[Start of Provided information]

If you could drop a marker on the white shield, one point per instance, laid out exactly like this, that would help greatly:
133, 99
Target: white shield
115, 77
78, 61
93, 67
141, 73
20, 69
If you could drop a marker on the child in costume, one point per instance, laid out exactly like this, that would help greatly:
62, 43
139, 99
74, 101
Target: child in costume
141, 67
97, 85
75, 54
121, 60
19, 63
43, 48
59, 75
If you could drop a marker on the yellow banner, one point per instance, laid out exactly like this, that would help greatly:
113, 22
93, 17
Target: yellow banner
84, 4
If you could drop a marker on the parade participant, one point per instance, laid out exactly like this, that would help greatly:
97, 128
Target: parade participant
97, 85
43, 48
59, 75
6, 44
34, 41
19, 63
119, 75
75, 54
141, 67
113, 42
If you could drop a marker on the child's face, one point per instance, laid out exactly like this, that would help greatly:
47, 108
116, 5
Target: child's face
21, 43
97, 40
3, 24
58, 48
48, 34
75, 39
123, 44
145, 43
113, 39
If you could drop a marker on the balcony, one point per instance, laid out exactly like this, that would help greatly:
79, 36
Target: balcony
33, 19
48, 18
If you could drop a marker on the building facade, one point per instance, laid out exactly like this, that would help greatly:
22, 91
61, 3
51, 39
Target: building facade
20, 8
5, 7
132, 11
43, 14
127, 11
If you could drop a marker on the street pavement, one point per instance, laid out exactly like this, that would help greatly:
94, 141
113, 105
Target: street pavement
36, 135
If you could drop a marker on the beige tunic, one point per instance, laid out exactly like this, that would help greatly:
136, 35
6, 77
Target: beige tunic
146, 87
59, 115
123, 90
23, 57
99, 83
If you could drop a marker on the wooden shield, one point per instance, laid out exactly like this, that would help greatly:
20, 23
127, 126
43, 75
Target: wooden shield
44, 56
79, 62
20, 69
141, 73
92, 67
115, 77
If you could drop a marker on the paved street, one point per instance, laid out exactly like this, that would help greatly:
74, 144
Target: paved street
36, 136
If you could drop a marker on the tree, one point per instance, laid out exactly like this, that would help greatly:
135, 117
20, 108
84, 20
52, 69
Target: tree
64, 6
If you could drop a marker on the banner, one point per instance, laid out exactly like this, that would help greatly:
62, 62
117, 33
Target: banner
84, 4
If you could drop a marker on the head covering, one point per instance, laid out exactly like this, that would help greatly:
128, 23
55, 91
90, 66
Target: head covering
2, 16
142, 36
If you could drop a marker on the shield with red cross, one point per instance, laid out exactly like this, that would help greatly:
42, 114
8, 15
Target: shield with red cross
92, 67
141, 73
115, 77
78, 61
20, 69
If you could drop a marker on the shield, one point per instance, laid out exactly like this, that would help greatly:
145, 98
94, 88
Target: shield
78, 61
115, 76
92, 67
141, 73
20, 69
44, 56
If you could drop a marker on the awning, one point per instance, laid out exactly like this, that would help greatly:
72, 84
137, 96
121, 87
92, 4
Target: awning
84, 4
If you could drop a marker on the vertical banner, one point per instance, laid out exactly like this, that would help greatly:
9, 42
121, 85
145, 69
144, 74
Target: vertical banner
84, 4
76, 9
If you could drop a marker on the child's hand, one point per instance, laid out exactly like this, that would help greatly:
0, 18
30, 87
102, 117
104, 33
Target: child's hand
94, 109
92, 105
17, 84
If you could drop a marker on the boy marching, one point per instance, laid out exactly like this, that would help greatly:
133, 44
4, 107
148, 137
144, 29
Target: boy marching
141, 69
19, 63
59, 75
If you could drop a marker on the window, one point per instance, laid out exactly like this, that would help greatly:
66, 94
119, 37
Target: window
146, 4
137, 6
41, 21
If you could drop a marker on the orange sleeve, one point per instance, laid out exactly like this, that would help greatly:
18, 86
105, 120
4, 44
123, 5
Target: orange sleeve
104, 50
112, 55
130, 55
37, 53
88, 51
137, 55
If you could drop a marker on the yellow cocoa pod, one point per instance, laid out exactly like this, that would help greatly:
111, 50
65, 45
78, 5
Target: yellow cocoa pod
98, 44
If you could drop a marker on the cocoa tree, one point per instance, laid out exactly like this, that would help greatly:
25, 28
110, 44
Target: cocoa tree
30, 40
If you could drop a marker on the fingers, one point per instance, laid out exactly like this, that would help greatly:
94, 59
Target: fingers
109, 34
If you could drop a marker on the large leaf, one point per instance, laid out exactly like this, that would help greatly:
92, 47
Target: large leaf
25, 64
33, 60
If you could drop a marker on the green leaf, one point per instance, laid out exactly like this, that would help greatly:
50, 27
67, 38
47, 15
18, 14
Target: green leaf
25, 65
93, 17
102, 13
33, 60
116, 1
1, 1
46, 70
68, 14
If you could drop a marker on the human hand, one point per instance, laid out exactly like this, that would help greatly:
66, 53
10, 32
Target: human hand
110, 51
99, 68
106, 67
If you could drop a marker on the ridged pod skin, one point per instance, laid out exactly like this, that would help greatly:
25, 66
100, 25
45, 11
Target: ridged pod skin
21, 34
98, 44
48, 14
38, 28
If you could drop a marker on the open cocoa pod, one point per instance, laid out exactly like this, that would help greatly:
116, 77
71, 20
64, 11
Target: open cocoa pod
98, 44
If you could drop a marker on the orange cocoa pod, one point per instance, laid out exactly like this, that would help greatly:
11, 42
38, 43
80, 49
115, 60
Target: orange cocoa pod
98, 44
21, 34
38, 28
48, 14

[End of Provided information]

__Problem statement__: Each line of the material must be restated exactly.

__Solved exercise__:
If you could drop a marker on the white shield, one point per instance, laid out exactly like this, that would help greatly:
133, 99
Target: white shield
115, 77
78, 61
93, 67
141, 73
20, 69
If you could drop a marker on the child in costume, one point per instance, laid out exactly like this, that would help greatly:
62, 43
139, 99
74, 101
Target: child in costume
141, 67
97, 85
75, 54
121, 60
19, 63
43, 48
59, 75
If you could drop a marker on the yellow banner, one point per instance, laid out exactly like this, that would help greatly:
113, 22
93, 17
Target: yellow banner
84, 4
If you could drop a marker on the parade participant, one point per instance, laid out exactly like this, that would help greatly:
97, 128
Target: parade participant
97, 85
43, 48
59, 75
6, 44
34, 41
19, 63
119, 75
75, 54
141, 67
113, 42
If you could drop a marker on the child's face, one point per instance, laid out exactly like this, that would help greatly:
47, 108
116, 5
Target: child's face
21, 43
97, 40
3, 24
58, 48
48, 34
75, 39
123, 44
145, 43
113, 39
If you could drop a marker on the balcony, one point per instance, laid out exactly like this, that would help greatly:
79, 36
Target: balcony
33, 19
48, 18
If you could drop a marker on the building facade, one point per instance, laid out exactly like this, that would help greatly:
22, 91
61, 3
51, 39
Target: building facade
20, 8
5, 7
132, 11
43, 14
127, 11
If you could drop a marker on the street pavement, one point per instance, laid out exactly like this, that would help greatly:
94, 141
113, 105
Target: street pavement
36, 135
If you could drop a marker on the beige tunic, one point per instance, laid out exactly like this, that would help greatly:
136, 35
6, 77
Target: beige tunic
146, 87
59, 115
123, 90
23, 57
99, 83
If you could drop a marker on the wooden shield, one point per instance, laid out exactly like this, that would help greatly:
20, 23
127, 126
43, 75
Target: wooden shield
44, 56
79, 62
20, 69
141, 73
92, 67
115, 77
If you could drop a marker on the paved street, one point per instance, laid out exactly like this, that would help greatly:
74, 144
Target: paved street
36, 136
If you could drop a marker on the tree, one point per instance, laid out exactly like this, that would help greatly:
135, 117
20, 108
84, 20
52, 69
Target: tree
64, 6
If you could drop a marker on the banner, one point per instance, laid out exactly like this, that would help greatly:
62, 62
117, 33
Target: banner
84, 4
If you could drop a marker on the head covering, one point per instance, laid out exactly like this, that would help greatly:
128, 23
55, 91
90, 66
Target: head covering
2, 16
142, 36
If you could drop a marker on the shield with red cross, one point per instance, laid out exactly like this, that would help greatly:
42, 114
8, 15
Target: shield with red cross
92, 67
141, 73
115, 77
78, 61
20, 69
If you could drop a marker on the shield, one point per instance, laid out exactly like this, that would help greatly:
145, 98
94, 88
Target: shield
78, 61
115, 76
92, 67
141, 73
20, 69
44, 56
If you could drop a marker on the awning, one point per instance, laid out exactly like this, that would help greatly:
72, 84
137, 96
121, 87
92, 4
Target: awning
84, 4
If you could drop a marker on the vertical banner, one point per instance, laid out exactly like this, that would help greatly:
9, 42
121, 85
145, 69
144, 74
Target: vertical banner
84, 4
76, 9
If you could drop a marker on the child's hand, one point per instance, laid out exactly like this, that would help greatly:
0, 18
30, 87
102, 117
104, 33
Target: child's hand
94, 109
92, 105
17, 84
If you could drop a marker on the boy marching, one point per instance, laid out exactly like this, that would help greatly:
133, 44
4, 107
148, 137
144, 29
Target: boy marching
141, 69
19, 63
59, 75
If you could drop a marker on the window, one point per instance, laid out exactly like this, that would help greatly:
66, 94
119, 37
Target: window
146, 4
137, 6
41, 21
If you could drop a marker on the orange sleeve, one point per instance, laid out exactly like this, that would help greatly:
18, 86
105, 120
4, 44
123, 5
Target: orange sleeve
104, 50
112, 55
130, 55
37, 53
88, 51
137, 55
If you could drop a marker on the yellow cocoa pod, one point per instance, laid out exactly like this, that would help greatly:
111, 50
65, 45
78, 5
Target: yellow cocoa pod
98, 44
If you could drop a marker on the cocoa tree, one point per instance, laid out exactly like this, that would help greatly:
25, 28
110, 44
Target: cocoa tree
30, 40
If you could drop a marker on the fingers, one point per instance, laid out exactly like this, that would help greatly:
94, 59
Target: fingers
109, 34
If you could drop a marker on the large leaf, one point per instance, laid out exactly like this, that would help greatly:
92, 47
Target: large leaf
25, 64
33, 60
If you could drop a marker on the green leaf, one point per instance, laid out exactly like this, that would help greatly:
50, 27
67, 38
47, 15
18, 14
Target: green leaf
25, 65
93, 17
102, 13
33, 60
116, 1
1, 1
46, 70
68, 14
If you could drop a marker on the human hand, one point per instance, laid out exactly like this, that would help greatly:
66, 53
10, 32
Target: human hand
110, 51
99, 68
106, 67
If you could drop a marker on the ridged pod skin, one point per instance, laid out exactly like this, that would help greatly:
25, 66
100, 25
45, 11
Target: ridged pod skin
21, 34
98, 44
48, 14
38, 28
If you could drop a marker on the open cocoa pod, one point per instance, laid out exactly like this, that would help greatly:
116, 77
71, 20
64, 11
Target: open cocoa pod
98, 44
If you could drop a marker on the orange cocoa pod, one point per instance, laid out exactly like this, that would help greatly:
11, 42
38, 43
80, 49
115, 60
Target: orange cocoa pod
98, 44
21, 34
38, 28
48, 14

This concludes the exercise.